■ **Given problem**:
In the material below, reproduce word for word the lines starting with the one that contains "For every instance of the signpost" and continuing through the one that contains "x=973 y=229", including both of those lines.

■ **Supplied entries**:
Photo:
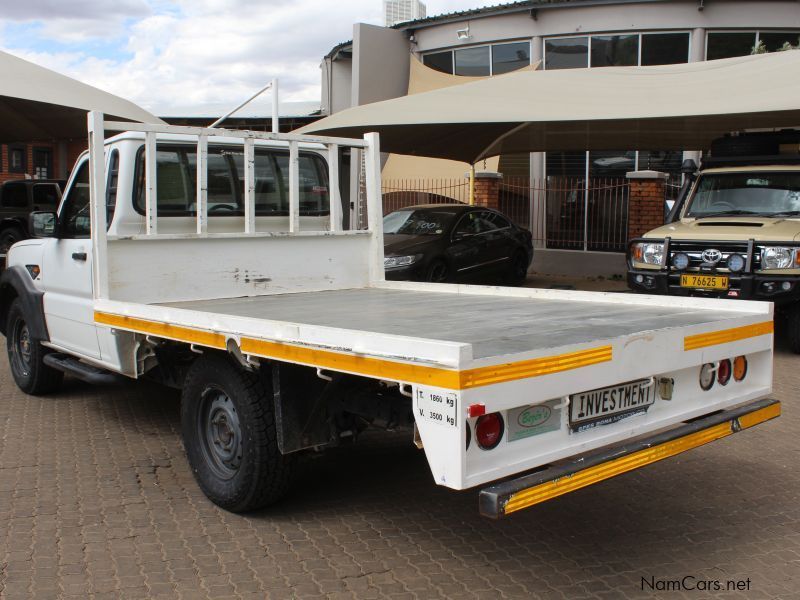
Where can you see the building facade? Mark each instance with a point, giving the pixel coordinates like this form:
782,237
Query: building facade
399,11
559,34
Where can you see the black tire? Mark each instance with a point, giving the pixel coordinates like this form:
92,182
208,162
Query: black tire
437,271
230,437
26,356
518,269
792,324
9,237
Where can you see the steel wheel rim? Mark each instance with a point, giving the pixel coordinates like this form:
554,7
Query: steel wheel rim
220,433
22,347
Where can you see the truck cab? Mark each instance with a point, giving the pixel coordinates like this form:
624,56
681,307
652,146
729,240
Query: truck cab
735,233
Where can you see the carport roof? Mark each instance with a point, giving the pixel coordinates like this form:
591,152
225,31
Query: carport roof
38,104
670,107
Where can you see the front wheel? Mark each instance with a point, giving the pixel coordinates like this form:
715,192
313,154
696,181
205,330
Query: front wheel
26,356
230,437
437,272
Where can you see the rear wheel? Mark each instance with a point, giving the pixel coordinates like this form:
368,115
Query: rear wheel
518,271
230,437
437,272
26,356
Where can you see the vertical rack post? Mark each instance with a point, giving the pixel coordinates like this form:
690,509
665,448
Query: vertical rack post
97,199
334,198
202,184
374,205
150,209
249,185
294,188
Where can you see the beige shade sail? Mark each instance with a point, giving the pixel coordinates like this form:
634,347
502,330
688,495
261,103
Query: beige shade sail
40,104
669,107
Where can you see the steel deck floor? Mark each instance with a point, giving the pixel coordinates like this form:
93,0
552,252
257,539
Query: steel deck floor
493,325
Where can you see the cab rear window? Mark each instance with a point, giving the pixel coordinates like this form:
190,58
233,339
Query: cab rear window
176,182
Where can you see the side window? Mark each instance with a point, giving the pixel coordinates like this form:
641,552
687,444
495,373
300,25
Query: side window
46,196
496,219
15,195
74,219
111,186
468,225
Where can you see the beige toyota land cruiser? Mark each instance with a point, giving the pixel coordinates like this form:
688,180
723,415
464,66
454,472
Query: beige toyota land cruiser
735,232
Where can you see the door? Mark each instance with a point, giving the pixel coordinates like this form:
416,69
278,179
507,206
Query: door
67,273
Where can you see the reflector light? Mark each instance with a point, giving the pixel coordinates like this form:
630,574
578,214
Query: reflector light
724,372
489,431
476,410
739,368
707,376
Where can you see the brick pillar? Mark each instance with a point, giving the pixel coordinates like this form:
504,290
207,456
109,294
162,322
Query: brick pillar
646,201
487,188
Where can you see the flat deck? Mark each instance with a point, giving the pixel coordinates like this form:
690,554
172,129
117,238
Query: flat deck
493,325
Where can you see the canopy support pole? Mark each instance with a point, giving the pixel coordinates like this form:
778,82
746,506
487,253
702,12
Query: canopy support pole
472,185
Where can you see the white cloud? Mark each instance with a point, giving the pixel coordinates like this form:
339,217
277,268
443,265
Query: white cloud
194,52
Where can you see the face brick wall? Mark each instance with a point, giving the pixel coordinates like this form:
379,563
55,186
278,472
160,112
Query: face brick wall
646,204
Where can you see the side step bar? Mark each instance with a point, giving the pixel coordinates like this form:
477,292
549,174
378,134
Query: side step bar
501,499
87,373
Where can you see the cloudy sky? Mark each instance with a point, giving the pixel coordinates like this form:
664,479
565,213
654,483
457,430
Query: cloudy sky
189,53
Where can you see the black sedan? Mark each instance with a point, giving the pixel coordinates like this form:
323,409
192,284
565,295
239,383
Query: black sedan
455,243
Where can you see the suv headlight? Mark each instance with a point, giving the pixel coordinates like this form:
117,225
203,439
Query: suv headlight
391,262
779,257
649,253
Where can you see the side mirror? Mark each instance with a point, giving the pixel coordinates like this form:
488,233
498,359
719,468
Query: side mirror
42,224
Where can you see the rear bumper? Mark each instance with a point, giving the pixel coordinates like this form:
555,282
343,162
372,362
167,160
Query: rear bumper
510,496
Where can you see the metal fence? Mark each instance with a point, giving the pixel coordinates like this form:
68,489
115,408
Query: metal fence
560,212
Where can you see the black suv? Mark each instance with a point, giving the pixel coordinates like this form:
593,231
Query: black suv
17,200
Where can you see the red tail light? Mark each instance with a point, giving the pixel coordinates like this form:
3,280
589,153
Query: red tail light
724,372
489,430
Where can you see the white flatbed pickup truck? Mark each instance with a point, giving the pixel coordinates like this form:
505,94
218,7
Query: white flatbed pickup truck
219,262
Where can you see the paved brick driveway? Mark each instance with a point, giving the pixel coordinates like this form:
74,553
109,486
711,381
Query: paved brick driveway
96,500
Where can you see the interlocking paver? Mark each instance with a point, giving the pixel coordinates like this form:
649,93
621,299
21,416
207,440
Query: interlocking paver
96,500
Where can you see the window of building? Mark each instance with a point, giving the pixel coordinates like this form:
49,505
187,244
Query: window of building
774,40
473,62
665,48
17,159
481,61
15,195
615,50
42,163
566,53
441,61
510,57
727,44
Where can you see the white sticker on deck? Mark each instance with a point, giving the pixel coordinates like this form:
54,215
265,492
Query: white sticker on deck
437,406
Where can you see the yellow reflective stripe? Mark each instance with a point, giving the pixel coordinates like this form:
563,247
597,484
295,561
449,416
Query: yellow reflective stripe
173,332
534,367
765,414
371,367
635,460
702,340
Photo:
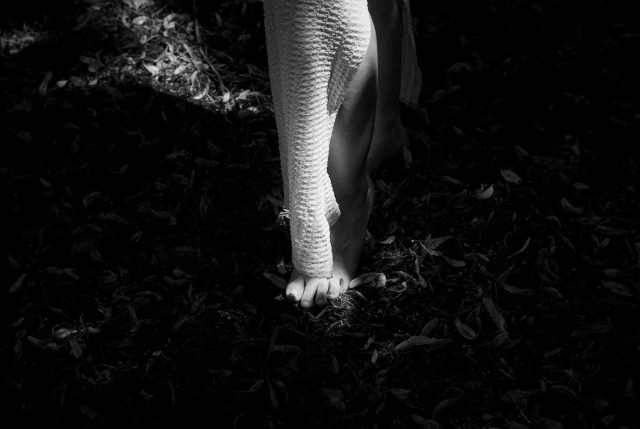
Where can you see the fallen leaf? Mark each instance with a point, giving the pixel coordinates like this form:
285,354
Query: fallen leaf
564,391
432,243
522,249
617,288
510,176
76,348
485,194
465,330
444,407
546,423
458,67
426,423
401,394
517,291
278,281
365,278
429,327
14,287
420,341
388,240
454,262
496,316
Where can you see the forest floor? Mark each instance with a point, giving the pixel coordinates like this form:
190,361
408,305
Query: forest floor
142,251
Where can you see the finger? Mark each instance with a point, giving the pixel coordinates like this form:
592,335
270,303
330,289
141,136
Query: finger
295,287
321,293
310,289
334,288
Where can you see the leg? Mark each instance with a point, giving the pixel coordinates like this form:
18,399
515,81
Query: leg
389,135
352,186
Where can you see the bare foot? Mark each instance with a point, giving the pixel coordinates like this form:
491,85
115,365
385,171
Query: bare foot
347,240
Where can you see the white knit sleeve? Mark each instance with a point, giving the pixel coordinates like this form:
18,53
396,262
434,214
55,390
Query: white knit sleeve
310,43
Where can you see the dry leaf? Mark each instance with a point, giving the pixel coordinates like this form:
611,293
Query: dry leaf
278,281
510,176
14,287
419,341
485,194
465,330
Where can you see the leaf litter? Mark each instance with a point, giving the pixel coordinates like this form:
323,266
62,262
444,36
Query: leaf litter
134,170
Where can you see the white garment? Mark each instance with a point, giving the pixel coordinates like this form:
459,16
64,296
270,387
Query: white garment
315,48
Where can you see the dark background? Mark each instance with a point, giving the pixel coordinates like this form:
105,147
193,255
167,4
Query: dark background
139,198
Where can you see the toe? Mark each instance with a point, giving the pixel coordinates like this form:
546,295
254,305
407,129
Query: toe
334,288
321,292
344,285
309,292
295,287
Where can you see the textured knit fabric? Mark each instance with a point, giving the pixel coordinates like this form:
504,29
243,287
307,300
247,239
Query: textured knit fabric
315,48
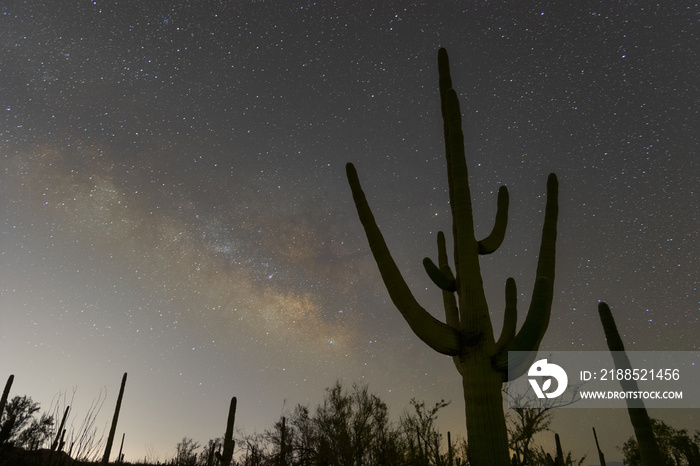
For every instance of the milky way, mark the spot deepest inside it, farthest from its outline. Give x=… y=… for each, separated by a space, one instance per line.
x=174 y=202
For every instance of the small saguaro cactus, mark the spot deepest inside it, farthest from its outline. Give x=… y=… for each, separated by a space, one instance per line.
x=641 y=423
x=467 y=334
x=6 y=393
x=113 y=429
x=601 y=456
x=226 y=457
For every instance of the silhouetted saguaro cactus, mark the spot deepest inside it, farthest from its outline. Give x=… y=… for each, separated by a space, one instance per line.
x=648 y=448
x=226 y=457
x=6 y=393
x=601 y=456
x=113 y=429
x=467 y=334
x=54 y=445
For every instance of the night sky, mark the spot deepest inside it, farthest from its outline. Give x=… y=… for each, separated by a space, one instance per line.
x=174 y=203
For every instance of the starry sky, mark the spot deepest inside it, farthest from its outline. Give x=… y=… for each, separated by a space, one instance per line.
x=174 y=203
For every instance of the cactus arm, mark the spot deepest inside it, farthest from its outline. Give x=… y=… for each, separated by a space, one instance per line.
x=449 y=300
x=443 y=278
x=495 y=238
x=510 y=316
x=648 y=448
x=439 y=336
x=537 y=320
x=546 y=261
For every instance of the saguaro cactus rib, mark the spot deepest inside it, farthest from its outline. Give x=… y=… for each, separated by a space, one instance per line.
x=467 y=334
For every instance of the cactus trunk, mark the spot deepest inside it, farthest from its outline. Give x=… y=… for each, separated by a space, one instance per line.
x=227 y=456
x=641 y=423
x=113 y=429
x=6 y=393
x=467 y=334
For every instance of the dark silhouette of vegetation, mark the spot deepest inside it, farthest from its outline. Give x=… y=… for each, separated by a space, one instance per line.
x=641 y=422
x=601 y=456
x=525 y=423
x=19 y=427
x=226 y=457
x=467 y=334
x=113 y=429
x=676 y=446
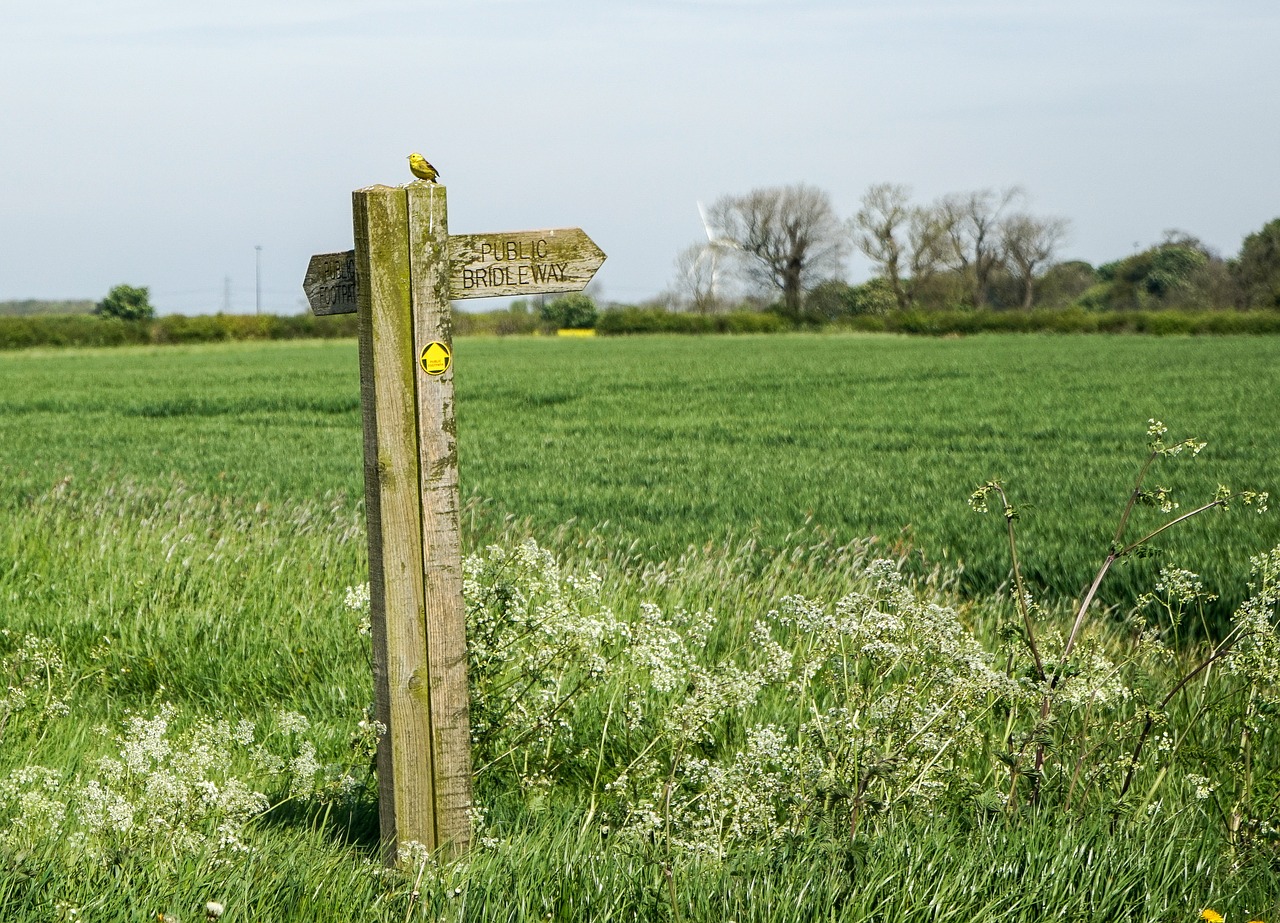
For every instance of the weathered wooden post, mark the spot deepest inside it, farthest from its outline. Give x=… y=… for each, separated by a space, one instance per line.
x=400 y=279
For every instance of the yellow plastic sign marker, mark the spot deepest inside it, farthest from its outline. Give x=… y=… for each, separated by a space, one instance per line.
x=435 y=359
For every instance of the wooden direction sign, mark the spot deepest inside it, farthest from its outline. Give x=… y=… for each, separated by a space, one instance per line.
x=480 y=266
x=402 y=274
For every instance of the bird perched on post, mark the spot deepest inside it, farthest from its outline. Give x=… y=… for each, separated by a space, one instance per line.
x=421 y=169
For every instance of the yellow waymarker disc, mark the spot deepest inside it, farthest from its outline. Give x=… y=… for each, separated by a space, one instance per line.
x=435 y=359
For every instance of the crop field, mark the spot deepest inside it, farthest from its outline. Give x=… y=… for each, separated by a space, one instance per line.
x=670 y=443
x=740 y=716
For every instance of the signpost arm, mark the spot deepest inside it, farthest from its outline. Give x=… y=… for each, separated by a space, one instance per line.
x=397 y=603
x=442 y=556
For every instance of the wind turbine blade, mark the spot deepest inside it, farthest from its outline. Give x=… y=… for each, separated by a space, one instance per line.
x=707 y=224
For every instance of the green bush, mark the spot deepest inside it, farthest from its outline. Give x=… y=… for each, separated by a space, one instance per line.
x=127 y=302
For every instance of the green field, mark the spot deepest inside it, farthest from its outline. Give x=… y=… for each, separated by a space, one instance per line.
x=679 y=739
x=677 y=442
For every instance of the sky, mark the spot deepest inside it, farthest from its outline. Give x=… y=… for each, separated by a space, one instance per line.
x=161 y=142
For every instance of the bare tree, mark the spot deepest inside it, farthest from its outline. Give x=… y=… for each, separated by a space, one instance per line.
x=789 y=238
x=1028 y=243
x=906 y=242
x=973 y=229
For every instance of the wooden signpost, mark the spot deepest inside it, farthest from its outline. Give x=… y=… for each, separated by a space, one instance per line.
x=400 y=279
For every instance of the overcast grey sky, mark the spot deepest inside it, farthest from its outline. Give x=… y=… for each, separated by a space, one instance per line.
x=156 y=142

■ **Worked solution**:
For every instance of the signpost arm, mark the spot deepest inside it, farthest from its outline. Give x=… y=… for each, separated by a space, one instance per line.
x=397 y=603
x=442 y=556
For every instance of the wind turbine blade, mark the spot deepest inside it, farthest from its outline. Give x=… y=… for each, separated by a space, one instance per line.
x=707 y=224
For every instance of the green bush, mark the spot deepest inside it, farthest from its outline. Give x=… y=… for each, separated by a space, one instance per line.
x=127 y=302
For every instance of the green field, mark the spot deepest inside it, farthest from its outline. Give x=… y=… for each, separated by a space, one instance per line.
x=679 y=739
x=677 y=442
For every instance of the sky, mark the spot deepest inside it, farthest from its outline. Give x=… y=… for each, separated by a space, one instance per line.
x=161 y=142
For every instance of the bare tree, mark the spot deepest inside it, farthest from its outline. Give x=… y=… for each, separated by a space, one instance per line.
x=789 y=238
x=1028 y=243
x=906 y=242
x=973 y=229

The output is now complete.